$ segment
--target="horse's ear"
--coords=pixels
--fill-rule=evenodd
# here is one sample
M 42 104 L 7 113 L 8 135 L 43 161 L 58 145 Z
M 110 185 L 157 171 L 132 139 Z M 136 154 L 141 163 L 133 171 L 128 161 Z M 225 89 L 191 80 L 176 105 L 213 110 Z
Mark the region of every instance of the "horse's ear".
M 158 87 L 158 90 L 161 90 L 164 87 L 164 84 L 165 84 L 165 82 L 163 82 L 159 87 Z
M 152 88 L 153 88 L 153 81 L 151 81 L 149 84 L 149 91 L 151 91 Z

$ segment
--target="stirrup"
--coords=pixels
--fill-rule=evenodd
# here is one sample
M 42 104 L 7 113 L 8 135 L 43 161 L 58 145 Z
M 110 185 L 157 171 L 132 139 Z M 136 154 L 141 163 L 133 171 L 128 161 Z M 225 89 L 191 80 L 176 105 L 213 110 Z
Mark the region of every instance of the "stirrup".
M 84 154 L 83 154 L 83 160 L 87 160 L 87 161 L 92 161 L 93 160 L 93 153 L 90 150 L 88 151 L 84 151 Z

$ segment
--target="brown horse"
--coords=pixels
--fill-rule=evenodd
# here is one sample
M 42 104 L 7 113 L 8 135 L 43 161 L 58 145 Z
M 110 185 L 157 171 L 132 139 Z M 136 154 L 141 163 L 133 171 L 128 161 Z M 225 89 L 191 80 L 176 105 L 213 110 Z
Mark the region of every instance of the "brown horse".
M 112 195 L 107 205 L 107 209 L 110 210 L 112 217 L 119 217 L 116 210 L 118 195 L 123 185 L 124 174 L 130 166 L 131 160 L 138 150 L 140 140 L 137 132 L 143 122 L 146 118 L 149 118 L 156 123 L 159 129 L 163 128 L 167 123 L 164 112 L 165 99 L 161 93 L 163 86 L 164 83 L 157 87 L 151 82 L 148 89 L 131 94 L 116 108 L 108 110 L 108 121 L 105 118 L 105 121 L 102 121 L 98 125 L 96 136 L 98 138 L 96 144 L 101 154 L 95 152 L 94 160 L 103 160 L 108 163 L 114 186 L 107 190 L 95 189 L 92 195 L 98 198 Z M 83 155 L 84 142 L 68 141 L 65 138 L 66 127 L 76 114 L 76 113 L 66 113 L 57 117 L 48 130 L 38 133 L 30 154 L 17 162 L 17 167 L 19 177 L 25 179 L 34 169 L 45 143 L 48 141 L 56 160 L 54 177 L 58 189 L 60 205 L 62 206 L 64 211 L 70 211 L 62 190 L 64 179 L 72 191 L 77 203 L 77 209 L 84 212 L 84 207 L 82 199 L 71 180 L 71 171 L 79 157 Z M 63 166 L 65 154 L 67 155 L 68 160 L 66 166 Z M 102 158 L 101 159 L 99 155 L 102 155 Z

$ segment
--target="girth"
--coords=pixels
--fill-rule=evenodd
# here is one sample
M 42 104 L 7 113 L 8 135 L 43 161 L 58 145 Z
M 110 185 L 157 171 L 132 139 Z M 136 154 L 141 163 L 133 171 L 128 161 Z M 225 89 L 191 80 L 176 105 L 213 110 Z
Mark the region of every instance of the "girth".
==*==
→ **TO DO**
Count the lines in the records above that contain the string "brown", treating uppercase and lowercase as different, and reply with only the number.

→ **RESULT BELOW**
2